Directive A:
In the gold-futures positioning text, transcribe the passage starting with "I analyze specs’" and going on through "their 52-week trends.".
Directive B:
According to the gold-futures positioning text, what is the most-bullish-possible short-term setup for gold?

That’s the latest-available CoT data when this essay was published,
as CoT reports current to Tuesdays aren’t released until late Friday
afternoons. Spec longs are unlikely to head much lower, as the
traders willing to sell gold futures are mostly out based on this
multi-year trend. Total spec shorts were running way up at 133.8k
contracts last Tuesday, nearing the 138k upper-resistance line of
their own multi-year uptrend.
So
speculators’ available capital firepower to keep dumping
gold-futures longs and adding shorts looks to be mostly spent.
I analyze specs’ overall gold-futures positioning each week in our
popular newsletters, to help game high-probability-for-success
gold-stock-trade entries and exits. An indicator recasts this CoT
data into past-year-trading-range terms, looking at spec longs and
shorts compared to their 52-week trends.
The
latest-available CoT had June-14th data, the eve of that last FOMC
meeting with that huge 75bp rate hike. Total spec longs were
running just 6% up into their past-year trading range, while total
spec shorts were fully 75% up into their own! That was nearing
the most-bullish-possible short-term setup for gold, which is 0%
longs and 100% shorts. With longs sold-out and shorts maxed, that
leaves room for nothing but buying.

Provided material:
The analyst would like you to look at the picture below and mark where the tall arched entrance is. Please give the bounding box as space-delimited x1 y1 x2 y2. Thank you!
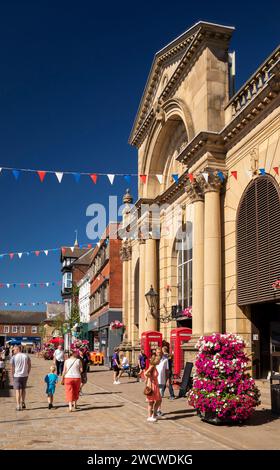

Complete response A:
I analyze specs’ overall gold-futures positioning each week in our
popular newsletters, to help game high-probability-for-success
gold-stock-trade entries and exits. An indicator recasts this CoT
data into past-year-trading-range terms, looking at spec longs and
shorts compared to their 52-week trends.

Complete response B:
0% longs and 100% shorts.